Document segment:
===============
Comment 5 Dieter Mummenschanz 2023-11-28 09:55:50 UTC
Created attachment 305491 [details]
dmesg partial log stuck at pc2
Comment 6 Niklas.Cassel 2023-11-29 10:42:55 UTC
On Tue, Nov 28, 2023 at 08:24:01AM +0000, bugzilla-daemon@kernel.org wrote:
> https://bugzilla.kernel.org/show_bug.cgi?id=218198
> 
> --- Comment #2 from Dieter Mummenschanz (dmummenschanz@web.de) ---
> Thanks for the swift reply.
> 
> I've applied your patch. Booted up my machine and waited until it transitions
> into lower package states (pc8 at the lowest). After that I closed the laptop
> LID and let the machine suspend to RAM (S3). After that I reopened the LID
> and
> gave the machine 1-3 minutes time to transition to lower package states which
> it now does.
> I've attached the dmesg part including your patch when the machine enters
> suspend. One thing is odd though:
> 
> [  109.424369] ata5.00: qc timeout after 5000 msecs (cmd 0xe0)
> [  109.424397] ata5.00: STANDBY IMMEDIATE failed (err_mask=0x4)
> 
> this shouldn't be there, right?
>

Hello Dieter,


I took a look at your logs, but they are very stripped.

It would be nice if you could test with latest v6.7-rcX.

And then provide these messages at boot:

[   50.101909] ahci 0000:00:17.0: flags: 64bit ncq sntf pm led clo only pio slum part ems deso sadm sds apst 
[   50.375109] ata10: SATA max UDMA/133 abar m524288@0xa5700000 port 0xa5700480 irq 270 lpm-pol 4
[   50.783496] ata10.00: Features: Dev-Sleep NCQ-sndrcv NCQ-prio


Because, for devsleep to be enabled, you need support in:
1) The SATA device
2) The SATA controller
3) The SATA port (even if the controller supports devsleep,
                  not all SATA ports have to support it)



For devsleep to get enabled, you need "sadm sds" in the SATA controller print,
and "Dev-Sleep" in the SATA device print.
Unfortunately, there does not seem to be a print for the port.

Additionally, your lpm-policy (lpm-pol) has to be either ATA_LPM_MIN_POWER or
ATA_LPM_MIN_POWER_WITH_PARTIAL (i.e. lpm-pol has to print either 4 or 5).
===============
Dataset:
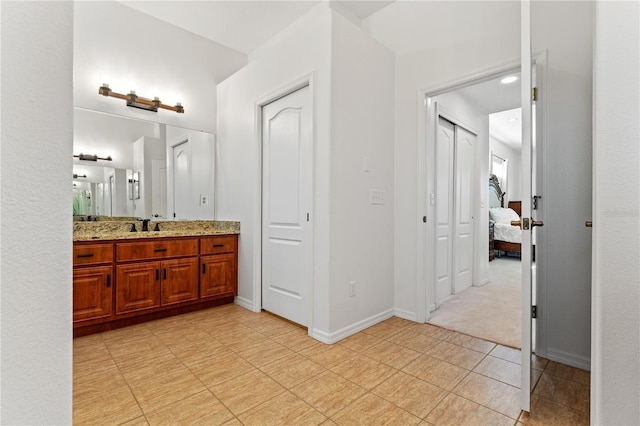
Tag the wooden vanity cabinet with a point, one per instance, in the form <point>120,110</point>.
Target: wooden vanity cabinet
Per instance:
<point>146,285</point>
<point>92,283</point>
<point>124,282</point>
<point>218,266</point>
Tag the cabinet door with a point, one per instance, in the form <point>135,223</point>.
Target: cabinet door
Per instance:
<point>92,293</point>
<point>179,280</point>
<point>138,287</point>
<point>218,275</point>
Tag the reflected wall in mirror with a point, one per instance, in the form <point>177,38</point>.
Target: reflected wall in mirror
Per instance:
<point>140,180</point>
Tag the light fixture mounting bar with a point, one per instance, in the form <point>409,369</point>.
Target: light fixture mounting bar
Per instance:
<point>136,101</point>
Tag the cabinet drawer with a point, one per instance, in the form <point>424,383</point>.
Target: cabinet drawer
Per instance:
<point>87,254</point>
<point>221,244</point>
<point>156,249</point>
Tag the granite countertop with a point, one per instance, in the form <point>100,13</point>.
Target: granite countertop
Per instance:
<point>121,230</point>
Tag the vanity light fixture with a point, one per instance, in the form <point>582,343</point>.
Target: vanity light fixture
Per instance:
<point>88,157</point>
<point>136,101</point>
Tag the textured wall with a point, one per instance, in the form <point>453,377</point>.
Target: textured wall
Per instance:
<point>36,160</point>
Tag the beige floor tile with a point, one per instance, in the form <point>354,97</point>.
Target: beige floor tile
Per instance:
<point>363,371</point>
<point>328,392</point>
<point>391,354</point>
<point>432,330</point>
<point>499,369</point>
<point>170,383</point>
<point>327,355</point>
<point>292,370</point>
<point>361,342</point>
<point>264,352</point>
<point>567,372</point>
<point>103,398</point>
<point>373,410</point>
<point>241,339</point>
<point>284,409</point>
<point>247,391</point>
<point>382,330</point>
<point>436,372</point>
<point>563,392</point>
<point>190,353</point>
<point>545,412</point>
<point>416,341</point>
<point>410,393</point>
<point>491,393</point>
<point>296,340</point>
<point>470,342</point>
<point>202,408</point>
<point>457,355</point>
<point>217,370</point>
<point>457,411</point>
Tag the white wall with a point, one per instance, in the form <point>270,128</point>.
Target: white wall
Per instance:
<point>471,117</point>
<point>36,354</point>
<point>615,374</point>
<point>300,51</point>
<point>362,115</point>
<point>130,46</point>
<point>514,164</point>
<point>202,171</point>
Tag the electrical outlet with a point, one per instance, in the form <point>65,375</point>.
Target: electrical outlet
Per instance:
<point>376,196</point>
===============
To do:
1. Update the part of the listing that opens with the line containing "Tag the granite" and runs through the end of the listing, replacing "electrical outlet" with "power outlet" and leaving everything else unchanged.
2. Pick up the bug thread about SATA devsleep and power states from where it stops.

Final answers:
1.
Tag the granite countertop with a point, one per instance, in the form <point>100,13</point>.
Target: granite countertop
Per instance:
<point>121,230</point>
Tag the vanity light fixture with a point, one per instance, in the form <point>582,343</point>.
Target: vanity light fixture
Per instance:
<point>88,157</point>
<point>136,101</point>
Tag the textured wall with a point, one per instance, in the form <point>453,377</point>.
Target: textured wall
Per instance:
<point>36,160</point>
Tag the beige floor tile with a point, one per instance, in the form <point>354,97</point>.
Target: beige floor tile
Per instance:
<point>363,371</point>
<point>328,392</point>
<point>391,354</point>
<point>432,330</point>
<point>499,369</point>
<point>170,383</point>
<point>327,355</point>
<point>292,370</point>
<point>361,342</point>
<point>264,352</point>
<point>567,372</point>
<point>103,398</point>
<point>373,410</point>
<point>241,339</point>
<point>284,409</point>
<point>247,391</point>
<point>382,330</point>
<point>436,372</point>
<point>563,392</point>
<point>190,353</point>
<point>545,412</point>
<point>416,341</point>
<point>410,393</point>
<point>491,393</point>
<point>296,340</point>
<point>470,342</point>
<point>202,408</point>
<point>457,355</point>
<point>217,370</point>
<point>457,411</point>
Tag the white wall with a point, one per instance, in the form <point>270,128</point>.
Target: white wall
Per instance:
<point>471,117</point>
<point>36,354</point>
<point>615,374</point>
<point>300,51</point>
<point>362,115</point>
<point>130,46</point>
<point>514,164</point>
<point>202,171</point>
Tag the power outlet with a point, one per instance, in the form <point>65,375</point>.
Target: power outlet
Per instance:
<point>376,196</point>

2.
> Regarding automatic transitioning I'm not sure how this works. However even
> though I've set CONFIG_SATA_MOBILE_LPM_POLICY=3 in the kernel config, I have
> to
> call an init script explicitly forcing the scsi host to use low power when
> idle:

Note that even if you have LPM_POLICY=3 (ATA_LPM_MED_POWER_WITH_DIPM) in your
Kconfig, ahci_update_initial_lpm_policy() will possibly override this by default
to either ATA_LPM_MIN_POWER_WITH_PARTIAL or ATA_LPM_MIN_POWER, see:
https://github.com/torvalds/linux/blob/master/drivers/ata/ahci.c#L1639

The best way is to show the:
[   50.375109] ata10: SATA max UDMA/133 abar m524288@0xa5700000 port 0xa5700480 irq 270 lpm-pol 4
print as this is printed after ahci_update_initial_lpm_policy().

The reason why many platforms do this override, is because:
"One of the requirement for modern x86 system to enter lowest power mode
(SLP_S0) is SATA IP block to be off. This is true even during when
platform is suspended to idle and not only in opportunistic (runtime)
suspend."

"SATA IP block doesn't get turned off till SATA is in DEVSLP mode. Here
user has to either use scsi-host sysfs or tools like powertop to set
the sata-host link_power_management_policy to min_power."

See:
https://github.com/torvalds/linux/commit/b1a9585cc396cac5a9e5a09b2721f3b8568e62d0


> 
> for foo in /sys/class/scsi_host/host*/link_power_management_policy;
>   do echo med_power_with_dipm > $foo;
> done

I would really not recommend you doing this, because when you force set
lpm policy via sysfs, ahci_update_initial_lpm_policy() is not called,
so if your platform requires ATA_LPM_MIN_* to enter lower power states,
you forcing lpm-policy to ATA_LPM_MED_POWER_WITH_DIPM will ensure that
you never enter lower power states.


Looking at your logs, we see:
[ 2022.700556] ahci 0000:00:17.0: port does not support device sleep

Which comes from:
https://github.com/torvalds/linux/blob/master/drivers/ata/libahci.c#L2260

So it appears that your port does not support devsleep...

PxDEVSLP.DSP (in AHCI specification) is the bit that determines if devsleep
is supported for a specific port. This bit is initialized by BIOS.

So this could be a BIOS bug...
But you said that it works if you revert Damien's patch...



So the question is, is PxDEVSLP.DSP always 0?
(Even on the first boot, before you have done any suspend/resume).
If so, it could be a BIOS bug...

Perhaps you could test this patch:

And show us all the prints, and tell us which prints are before/after
the suspend/resume.

--- a/drivers/ata/libahci.c
+++ b/drivers/ata/libahci.c
@@ -2255,6 +2255,9 @@ static void ahci_set_aggressive_devslp(struct ata_port *ap, bool sleep)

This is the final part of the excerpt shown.